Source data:
--------

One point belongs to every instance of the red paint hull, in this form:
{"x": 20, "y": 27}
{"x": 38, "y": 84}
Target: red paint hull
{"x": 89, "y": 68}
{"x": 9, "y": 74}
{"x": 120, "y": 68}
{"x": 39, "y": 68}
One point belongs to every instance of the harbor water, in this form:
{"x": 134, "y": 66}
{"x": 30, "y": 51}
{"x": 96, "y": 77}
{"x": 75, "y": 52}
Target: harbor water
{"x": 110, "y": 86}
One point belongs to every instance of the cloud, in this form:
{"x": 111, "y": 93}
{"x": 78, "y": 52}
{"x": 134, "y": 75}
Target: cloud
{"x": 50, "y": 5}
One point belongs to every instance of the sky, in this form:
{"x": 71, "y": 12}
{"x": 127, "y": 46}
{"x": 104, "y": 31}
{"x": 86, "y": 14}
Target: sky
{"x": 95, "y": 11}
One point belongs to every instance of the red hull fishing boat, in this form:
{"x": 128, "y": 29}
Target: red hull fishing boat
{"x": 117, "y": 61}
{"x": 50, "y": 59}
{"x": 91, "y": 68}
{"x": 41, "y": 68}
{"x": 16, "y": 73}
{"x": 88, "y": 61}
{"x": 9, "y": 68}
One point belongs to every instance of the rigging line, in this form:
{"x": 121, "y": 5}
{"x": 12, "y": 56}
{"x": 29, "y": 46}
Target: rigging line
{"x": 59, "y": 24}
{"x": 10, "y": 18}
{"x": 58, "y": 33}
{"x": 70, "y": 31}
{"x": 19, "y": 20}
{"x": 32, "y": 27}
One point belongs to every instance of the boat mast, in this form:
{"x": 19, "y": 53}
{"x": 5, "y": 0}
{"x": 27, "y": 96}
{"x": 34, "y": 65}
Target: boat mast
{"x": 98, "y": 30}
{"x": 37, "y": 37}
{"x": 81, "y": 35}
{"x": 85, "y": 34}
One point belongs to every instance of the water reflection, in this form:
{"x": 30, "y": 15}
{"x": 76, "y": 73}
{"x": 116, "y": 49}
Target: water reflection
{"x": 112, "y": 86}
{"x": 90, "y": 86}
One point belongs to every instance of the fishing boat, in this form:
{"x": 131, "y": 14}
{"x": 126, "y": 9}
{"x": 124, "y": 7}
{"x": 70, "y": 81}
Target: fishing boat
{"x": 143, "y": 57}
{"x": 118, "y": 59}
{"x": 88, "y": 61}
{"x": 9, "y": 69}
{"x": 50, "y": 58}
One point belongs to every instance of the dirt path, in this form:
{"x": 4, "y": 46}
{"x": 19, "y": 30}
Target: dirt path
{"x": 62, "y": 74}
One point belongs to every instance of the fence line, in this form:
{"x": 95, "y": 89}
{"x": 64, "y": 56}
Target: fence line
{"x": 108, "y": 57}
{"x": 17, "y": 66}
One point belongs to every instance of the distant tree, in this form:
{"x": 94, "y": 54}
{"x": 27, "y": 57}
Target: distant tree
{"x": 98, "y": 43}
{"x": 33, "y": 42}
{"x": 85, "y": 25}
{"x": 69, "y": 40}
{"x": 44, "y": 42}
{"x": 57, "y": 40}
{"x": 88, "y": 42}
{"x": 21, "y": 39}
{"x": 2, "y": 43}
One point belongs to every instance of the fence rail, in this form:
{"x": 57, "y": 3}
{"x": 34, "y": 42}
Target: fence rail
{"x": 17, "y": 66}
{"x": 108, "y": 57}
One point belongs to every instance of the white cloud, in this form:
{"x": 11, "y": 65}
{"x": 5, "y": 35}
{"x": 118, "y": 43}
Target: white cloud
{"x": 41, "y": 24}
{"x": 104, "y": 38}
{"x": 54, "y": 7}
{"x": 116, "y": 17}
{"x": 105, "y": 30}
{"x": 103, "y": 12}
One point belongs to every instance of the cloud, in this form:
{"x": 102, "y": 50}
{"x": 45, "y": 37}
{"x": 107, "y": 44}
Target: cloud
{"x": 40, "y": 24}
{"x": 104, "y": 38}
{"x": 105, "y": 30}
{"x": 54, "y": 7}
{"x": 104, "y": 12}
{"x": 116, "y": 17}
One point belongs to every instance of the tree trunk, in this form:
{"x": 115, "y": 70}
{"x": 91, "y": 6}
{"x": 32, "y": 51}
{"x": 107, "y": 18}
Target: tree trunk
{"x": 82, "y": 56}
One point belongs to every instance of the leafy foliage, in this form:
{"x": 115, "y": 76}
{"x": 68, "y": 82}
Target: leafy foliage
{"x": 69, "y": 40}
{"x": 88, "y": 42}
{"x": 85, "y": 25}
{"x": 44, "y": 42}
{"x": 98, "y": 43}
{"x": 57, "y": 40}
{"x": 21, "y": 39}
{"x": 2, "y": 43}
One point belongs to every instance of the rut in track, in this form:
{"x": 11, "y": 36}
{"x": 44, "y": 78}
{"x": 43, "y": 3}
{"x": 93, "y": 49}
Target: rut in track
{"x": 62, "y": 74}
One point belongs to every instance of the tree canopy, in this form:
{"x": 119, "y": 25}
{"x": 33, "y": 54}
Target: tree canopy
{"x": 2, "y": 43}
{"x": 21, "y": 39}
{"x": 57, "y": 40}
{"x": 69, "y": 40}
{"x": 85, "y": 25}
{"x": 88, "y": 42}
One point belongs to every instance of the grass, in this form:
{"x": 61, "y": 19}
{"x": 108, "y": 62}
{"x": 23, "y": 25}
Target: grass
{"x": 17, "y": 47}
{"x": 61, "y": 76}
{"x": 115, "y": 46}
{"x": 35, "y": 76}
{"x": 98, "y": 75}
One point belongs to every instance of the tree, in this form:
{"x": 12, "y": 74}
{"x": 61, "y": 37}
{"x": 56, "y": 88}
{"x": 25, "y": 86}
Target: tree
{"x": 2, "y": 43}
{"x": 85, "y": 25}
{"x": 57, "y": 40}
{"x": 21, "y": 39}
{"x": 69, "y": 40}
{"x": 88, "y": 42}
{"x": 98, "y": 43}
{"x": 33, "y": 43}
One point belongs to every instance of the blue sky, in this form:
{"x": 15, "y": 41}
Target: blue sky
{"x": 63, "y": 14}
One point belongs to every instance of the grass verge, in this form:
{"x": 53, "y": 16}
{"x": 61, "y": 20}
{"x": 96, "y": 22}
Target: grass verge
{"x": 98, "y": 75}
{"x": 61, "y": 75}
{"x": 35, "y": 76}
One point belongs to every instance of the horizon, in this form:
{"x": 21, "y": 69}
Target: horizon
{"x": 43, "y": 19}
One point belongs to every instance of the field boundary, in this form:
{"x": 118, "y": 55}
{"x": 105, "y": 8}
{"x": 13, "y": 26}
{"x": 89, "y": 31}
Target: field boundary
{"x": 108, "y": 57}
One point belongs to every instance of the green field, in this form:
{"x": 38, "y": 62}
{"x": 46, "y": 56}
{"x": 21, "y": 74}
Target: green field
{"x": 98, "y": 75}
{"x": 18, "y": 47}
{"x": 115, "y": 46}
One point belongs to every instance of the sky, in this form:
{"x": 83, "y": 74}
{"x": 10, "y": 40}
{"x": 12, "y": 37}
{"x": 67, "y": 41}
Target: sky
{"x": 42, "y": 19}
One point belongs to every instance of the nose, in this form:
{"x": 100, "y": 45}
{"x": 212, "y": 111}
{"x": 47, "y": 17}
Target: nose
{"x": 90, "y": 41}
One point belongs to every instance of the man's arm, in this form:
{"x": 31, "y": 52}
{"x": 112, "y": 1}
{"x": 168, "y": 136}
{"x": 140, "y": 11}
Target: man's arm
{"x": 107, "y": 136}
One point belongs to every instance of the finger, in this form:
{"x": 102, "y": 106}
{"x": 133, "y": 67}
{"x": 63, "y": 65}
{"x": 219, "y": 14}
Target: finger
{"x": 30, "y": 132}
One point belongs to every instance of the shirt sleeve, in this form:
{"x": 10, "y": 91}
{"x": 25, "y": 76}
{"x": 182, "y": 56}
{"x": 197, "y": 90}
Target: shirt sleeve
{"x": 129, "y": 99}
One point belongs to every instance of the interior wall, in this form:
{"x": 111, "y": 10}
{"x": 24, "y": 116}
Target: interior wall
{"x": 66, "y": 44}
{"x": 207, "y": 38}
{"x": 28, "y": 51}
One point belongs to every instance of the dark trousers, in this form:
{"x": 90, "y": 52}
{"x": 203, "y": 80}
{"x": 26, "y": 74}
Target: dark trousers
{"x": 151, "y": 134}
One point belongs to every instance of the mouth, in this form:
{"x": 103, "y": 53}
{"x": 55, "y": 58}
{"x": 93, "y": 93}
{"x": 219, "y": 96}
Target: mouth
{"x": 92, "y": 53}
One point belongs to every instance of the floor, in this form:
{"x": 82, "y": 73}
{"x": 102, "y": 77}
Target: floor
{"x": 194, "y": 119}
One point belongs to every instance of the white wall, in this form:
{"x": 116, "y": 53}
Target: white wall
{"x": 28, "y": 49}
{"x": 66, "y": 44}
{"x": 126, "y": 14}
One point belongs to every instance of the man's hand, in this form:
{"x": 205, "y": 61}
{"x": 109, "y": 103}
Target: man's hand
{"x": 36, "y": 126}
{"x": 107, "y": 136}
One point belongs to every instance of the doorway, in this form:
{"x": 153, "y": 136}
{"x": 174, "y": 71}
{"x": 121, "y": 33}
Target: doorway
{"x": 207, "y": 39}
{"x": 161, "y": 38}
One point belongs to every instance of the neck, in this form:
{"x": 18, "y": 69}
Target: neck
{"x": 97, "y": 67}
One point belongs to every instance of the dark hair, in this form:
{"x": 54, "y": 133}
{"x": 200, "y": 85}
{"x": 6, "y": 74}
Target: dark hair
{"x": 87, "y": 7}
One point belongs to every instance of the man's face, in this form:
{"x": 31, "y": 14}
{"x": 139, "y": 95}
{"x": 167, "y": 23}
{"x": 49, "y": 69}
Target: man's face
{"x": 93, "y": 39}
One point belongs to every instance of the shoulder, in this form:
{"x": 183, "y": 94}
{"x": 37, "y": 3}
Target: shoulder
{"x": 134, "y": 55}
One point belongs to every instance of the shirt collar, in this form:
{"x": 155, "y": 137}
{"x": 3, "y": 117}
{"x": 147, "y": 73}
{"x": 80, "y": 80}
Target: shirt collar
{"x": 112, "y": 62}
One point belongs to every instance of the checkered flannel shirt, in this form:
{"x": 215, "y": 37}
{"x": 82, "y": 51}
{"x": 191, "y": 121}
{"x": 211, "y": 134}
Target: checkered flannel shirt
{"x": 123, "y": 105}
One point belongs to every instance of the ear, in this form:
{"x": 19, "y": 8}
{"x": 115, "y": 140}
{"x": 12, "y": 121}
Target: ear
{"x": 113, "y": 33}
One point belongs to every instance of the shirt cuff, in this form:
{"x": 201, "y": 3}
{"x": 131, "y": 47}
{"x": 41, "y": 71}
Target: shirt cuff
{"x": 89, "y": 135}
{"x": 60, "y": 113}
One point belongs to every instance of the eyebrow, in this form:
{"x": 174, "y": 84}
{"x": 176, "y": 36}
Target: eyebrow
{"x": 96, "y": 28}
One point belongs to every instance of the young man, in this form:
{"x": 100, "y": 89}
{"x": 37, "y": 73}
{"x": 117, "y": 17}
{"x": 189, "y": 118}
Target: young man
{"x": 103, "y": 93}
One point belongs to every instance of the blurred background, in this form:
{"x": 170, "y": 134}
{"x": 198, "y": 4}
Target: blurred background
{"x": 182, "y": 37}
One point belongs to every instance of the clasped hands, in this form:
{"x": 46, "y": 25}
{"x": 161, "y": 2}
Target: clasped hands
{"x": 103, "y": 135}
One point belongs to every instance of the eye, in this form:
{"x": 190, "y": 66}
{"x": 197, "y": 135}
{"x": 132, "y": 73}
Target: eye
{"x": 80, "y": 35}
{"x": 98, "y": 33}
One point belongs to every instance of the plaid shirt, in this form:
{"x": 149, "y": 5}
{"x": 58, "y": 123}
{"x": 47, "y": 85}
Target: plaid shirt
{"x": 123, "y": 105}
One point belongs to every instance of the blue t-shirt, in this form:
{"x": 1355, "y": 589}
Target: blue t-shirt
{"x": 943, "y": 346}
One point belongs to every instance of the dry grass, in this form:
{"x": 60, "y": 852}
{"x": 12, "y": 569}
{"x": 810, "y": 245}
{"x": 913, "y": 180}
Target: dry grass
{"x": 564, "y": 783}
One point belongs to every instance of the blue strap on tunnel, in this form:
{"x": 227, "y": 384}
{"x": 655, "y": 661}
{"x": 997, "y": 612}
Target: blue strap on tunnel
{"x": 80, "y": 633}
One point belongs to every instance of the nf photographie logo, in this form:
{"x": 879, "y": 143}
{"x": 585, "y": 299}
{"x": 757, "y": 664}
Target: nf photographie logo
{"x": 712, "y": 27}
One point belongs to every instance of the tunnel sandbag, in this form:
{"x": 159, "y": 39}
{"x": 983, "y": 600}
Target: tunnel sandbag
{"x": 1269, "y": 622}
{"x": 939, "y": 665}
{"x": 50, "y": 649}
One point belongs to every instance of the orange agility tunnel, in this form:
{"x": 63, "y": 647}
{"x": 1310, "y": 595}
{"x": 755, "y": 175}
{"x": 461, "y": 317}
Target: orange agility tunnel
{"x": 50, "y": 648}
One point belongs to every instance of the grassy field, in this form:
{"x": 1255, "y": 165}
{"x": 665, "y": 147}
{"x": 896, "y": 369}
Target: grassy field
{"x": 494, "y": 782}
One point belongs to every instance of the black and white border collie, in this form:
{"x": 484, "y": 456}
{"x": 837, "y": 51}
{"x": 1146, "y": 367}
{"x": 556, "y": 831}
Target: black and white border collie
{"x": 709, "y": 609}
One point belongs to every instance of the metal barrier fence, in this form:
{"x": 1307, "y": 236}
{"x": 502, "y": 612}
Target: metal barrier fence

--------

▶ **WORK TO BE COMPLETED**: Nothing but the lines from the line with "One point belongs to every instance of the grassy" to the last line of the listing above should appear; please retype them exactly, both ends included.

▶ **COMPLETE RESPONSE**:
One point belongs to every instance of the grassy field, in this form:
{"x": 1255, "y": 165}
{"x": 665, "y": 147}
{"x": 896, "y": 369}
Target: grassy field
{"x": 494, "y": 782}
One point belongs to every instance of the black and white border collie, in this form:
{"x": 484, "y": 456}
{"x": 837, "y": 51}
{"x": 1146, "y": 367}
{"x": 556, "y": 831}
Target: black and white border collie
{"x": 709, "y": 609}
One point belongs to every instance of the metal barrier fence, in this form:
{"x": 1307, "y": 236}
{"x": 502, "y": 612}
Target: metal barrier fence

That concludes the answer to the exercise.